PROBLEM DESCRIPTION — Count the lines in the listing below that contain the word "building", and reply with that number alone.

SUPPLIED RECORDS —
━━━
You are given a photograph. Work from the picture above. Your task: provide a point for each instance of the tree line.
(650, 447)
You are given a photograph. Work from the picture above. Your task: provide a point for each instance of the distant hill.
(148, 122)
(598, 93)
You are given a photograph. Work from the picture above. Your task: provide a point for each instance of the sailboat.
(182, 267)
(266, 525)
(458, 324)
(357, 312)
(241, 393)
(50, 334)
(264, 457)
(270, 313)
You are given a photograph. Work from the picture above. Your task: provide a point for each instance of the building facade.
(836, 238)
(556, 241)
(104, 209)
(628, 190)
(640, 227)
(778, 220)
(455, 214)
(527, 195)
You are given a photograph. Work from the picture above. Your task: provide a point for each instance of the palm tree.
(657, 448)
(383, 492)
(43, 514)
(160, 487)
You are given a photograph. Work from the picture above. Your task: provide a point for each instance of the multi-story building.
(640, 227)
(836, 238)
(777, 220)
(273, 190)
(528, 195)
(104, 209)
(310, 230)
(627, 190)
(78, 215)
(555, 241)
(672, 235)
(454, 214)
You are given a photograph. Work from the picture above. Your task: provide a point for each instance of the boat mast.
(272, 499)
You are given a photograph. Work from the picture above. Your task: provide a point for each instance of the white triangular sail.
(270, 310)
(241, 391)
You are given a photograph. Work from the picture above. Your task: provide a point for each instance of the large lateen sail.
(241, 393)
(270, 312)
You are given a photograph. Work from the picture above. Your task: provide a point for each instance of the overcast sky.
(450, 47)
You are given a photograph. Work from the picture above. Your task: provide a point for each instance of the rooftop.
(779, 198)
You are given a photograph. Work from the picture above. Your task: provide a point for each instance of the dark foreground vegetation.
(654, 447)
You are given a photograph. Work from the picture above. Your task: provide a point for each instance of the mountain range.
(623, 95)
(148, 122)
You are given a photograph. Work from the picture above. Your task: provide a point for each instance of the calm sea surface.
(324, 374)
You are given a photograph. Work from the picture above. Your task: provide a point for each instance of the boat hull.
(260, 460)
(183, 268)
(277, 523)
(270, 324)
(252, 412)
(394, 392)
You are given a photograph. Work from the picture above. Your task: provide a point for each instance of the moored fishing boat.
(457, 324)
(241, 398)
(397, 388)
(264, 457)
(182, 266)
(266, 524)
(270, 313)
━━━
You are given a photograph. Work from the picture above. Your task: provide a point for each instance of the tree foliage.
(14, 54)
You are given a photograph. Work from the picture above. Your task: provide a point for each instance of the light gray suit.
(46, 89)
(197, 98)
━━━
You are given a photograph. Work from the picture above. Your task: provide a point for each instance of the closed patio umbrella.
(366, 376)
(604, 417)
━━━
EXERCISE ANSWER — 2